Anyway, the idea behind calling a casual title’s gameplay “shallow” is not that complexer control mechanics and a multitude of options were expected of Kinect Sports or that they are ever really required to have fun, in any type of game. It’s just that, what little there is in there feels cheaply done, on account of how most every action you take feels like it could have used some fine-tuning and especially because there’s always the nasty feeling there’s something missing.
The only exception comes early on and doubles as the perfect example of how something doesn’t need to be complex to feel polished: When you boot up the game you get to
Conduct the Crowd. Your avatar stands in the middle of a huge stadium and the crowd reacts when you move your hands. Point them up, they cheer frantically, start clapping, they clap with you. Point at the sky, fireworks start going off.
It’s as simple as it gets, but you get to have fun with it for a few minutes, without wishing for something extra; except, maybe, for Rare to have gotten the Kinect to track fingers, so your avatar wouldn’t always hold out an open palm and you could actually point to the crowd, but that’s a universal limitation of the hardware that developers will take a long while to overcome.
Lastly, before getting on the actual sports, and something that
Rare should have
definitely coded better, is the AI for your computer opponents. There’s always a huge difficulty spike between Amateur and Professional, with the first two of the four difficulty levels being ridiculously easy and the last two unexpectedly hard.
Football / 6-a-side
The initial fun factor in Kinect Football comes from kicking the air when your team has possession and seeing the ball travel in different trajectories and velocities depending on your motion. In defense, you get a short visual cue of the ball’s expected path, and try to position yourself in the correct position to block it.
The fun starts to dissipate when you start realizing how little control you actually have. The computer automatically switches you to the player nearest to the ball, which is fine, but it also decides for you whether you’ll be passing or shooting, forcing you to shoot from ridiculous angles while not allowing the occasional screamer should you happen to find acres of space in the middle of the park.

○ ○ ○ ○ ○

> Challenge 1
Count how many lines in the entries contain the string "interior", with case counting. Give only the number.

○ ○ ○ ○ ○

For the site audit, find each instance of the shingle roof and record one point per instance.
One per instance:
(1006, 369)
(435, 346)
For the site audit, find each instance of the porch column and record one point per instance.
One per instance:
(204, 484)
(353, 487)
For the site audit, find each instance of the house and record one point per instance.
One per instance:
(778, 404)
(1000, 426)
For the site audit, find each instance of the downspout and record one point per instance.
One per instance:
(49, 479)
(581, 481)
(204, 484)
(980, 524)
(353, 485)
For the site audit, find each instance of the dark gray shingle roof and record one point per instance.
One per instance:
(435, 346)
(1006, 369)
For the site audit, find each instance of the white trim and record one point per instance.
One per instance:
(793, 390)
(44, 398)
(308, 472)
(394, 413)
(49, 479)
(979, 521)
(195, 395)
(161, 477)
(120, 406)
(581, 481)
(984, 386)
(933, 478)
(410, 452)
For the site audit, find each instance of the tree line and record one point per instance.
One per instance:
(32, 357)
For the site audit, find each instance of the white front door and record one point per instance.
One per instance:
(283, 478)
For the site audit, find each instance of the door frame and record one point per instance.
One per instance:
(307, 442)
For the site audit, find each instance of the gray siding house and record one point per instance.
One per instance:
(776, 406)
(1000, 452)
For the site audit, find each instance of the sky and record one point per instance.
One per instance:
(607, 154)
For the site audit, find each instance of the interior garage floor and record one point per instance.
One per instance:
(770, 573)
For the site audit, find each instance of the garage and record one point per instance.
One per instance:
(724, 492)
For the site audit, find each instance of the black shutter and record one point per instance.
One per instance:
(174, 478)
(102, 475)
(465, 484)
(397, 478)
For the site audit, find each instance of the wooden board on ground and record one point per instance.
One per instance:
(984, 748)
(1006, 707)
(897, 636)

○ ○ ○ ○ ○

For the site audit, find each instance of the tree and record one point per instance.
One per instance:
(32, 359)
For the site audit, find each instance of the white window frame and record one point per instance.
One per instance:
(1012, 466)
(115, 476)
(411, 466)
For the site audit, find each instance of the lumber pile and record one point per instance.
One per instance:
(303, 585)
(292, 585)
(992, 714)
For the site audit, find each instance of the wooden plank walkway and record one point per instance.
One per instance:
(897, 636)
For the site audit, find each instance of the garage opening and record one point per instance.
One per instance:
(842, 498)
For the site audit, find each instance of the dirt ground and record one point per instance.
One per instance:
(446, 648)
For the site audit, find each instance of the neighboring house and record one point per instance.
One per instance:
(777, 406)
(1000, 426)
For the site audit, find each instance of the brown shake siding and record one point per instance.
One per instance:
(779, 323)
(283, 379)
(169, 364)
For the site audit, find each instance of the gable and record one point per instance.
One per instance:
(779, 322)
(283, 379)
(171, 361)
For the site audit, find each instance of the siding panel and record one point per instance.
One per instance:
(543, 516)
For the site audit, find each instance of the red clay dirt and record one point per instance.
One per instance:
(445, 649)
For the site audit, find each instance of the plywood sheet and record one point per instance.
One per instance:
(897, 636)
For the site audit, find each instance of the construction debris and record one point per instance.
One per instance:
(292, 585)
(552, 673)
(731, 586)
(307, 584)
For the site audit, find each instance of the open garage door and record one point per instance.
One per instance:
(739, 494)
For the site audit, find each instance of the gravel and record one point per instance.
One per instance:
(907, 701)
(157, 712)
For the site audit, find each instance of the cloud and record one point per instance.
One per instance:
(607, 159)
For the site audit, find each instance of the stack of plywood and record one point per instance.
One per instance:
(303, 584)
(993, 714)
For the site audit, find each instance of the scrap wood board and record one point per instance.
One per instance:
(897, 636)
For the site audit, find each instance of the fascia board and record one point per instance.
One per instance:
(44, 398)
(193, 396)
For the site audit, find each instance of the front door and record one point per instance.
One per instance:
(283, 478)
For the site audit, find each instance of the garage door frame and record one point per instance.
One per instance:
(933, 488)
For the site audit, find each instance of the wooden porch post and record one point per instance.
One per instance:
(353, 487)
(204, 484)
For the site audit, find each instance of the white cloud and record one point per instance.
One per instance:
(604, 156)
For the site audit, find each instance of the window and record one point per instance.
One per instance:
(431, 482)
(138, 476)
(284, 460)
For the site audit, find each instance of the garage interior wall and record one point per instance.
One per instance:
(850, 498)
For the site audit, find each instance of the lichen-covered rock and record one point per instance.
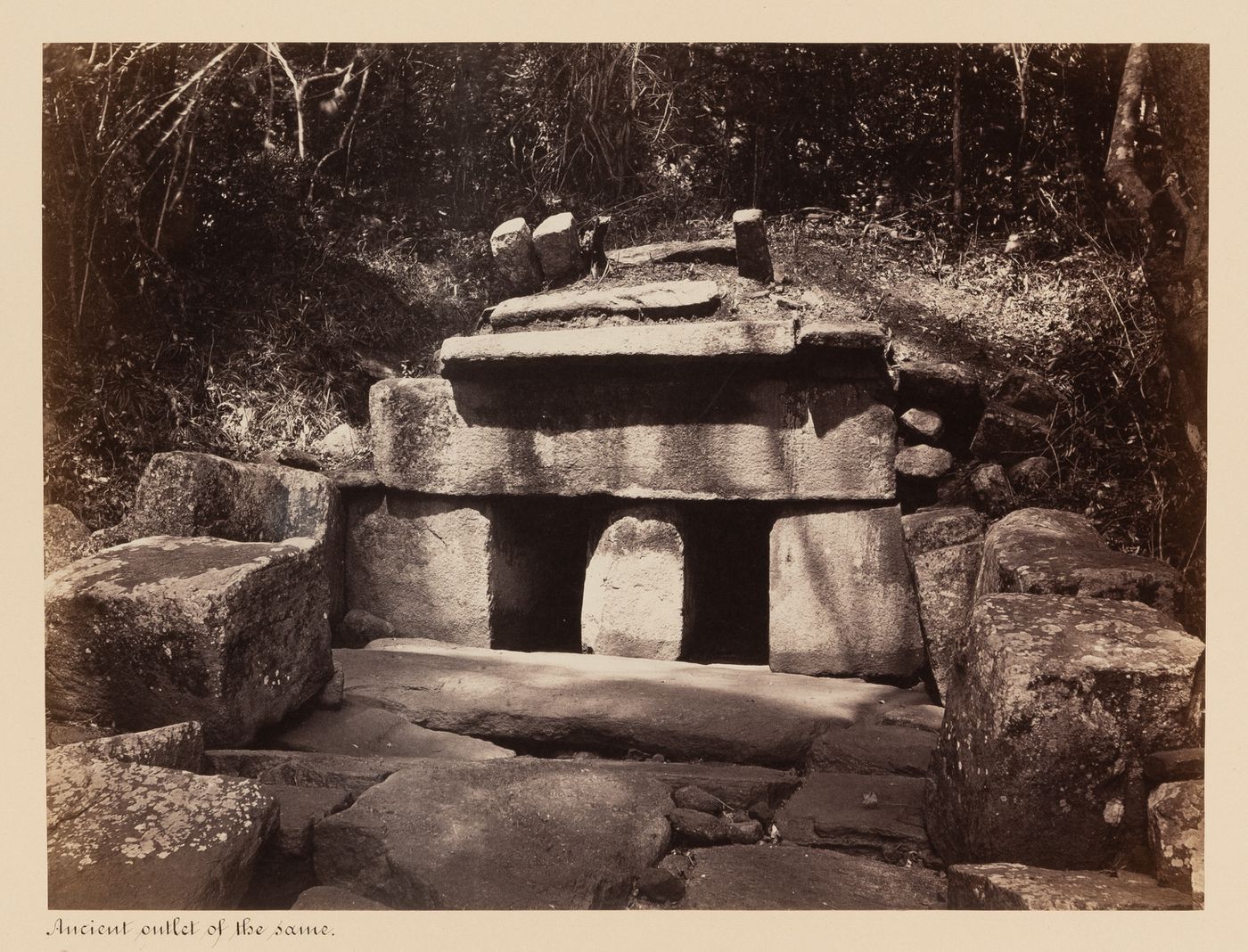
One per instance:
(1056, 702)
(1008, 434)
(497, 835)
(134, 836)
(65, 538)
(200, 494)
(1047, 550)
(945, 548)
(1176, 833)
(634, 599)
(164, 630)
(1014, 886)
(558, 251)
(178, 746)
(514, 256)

○ ○ ○ ○ ○

> Challenge 2
In the Kinect Sports review, list every hand action described for Conduct the Crowd, along with the response the review gives for each.

> Full solution 1
2

> Full solution 2
- Pointing your hands up: the crowd cheers frantically.
- Starting to clap: the crowd claps with you.
- Pointing at the sky: fireworks start going off.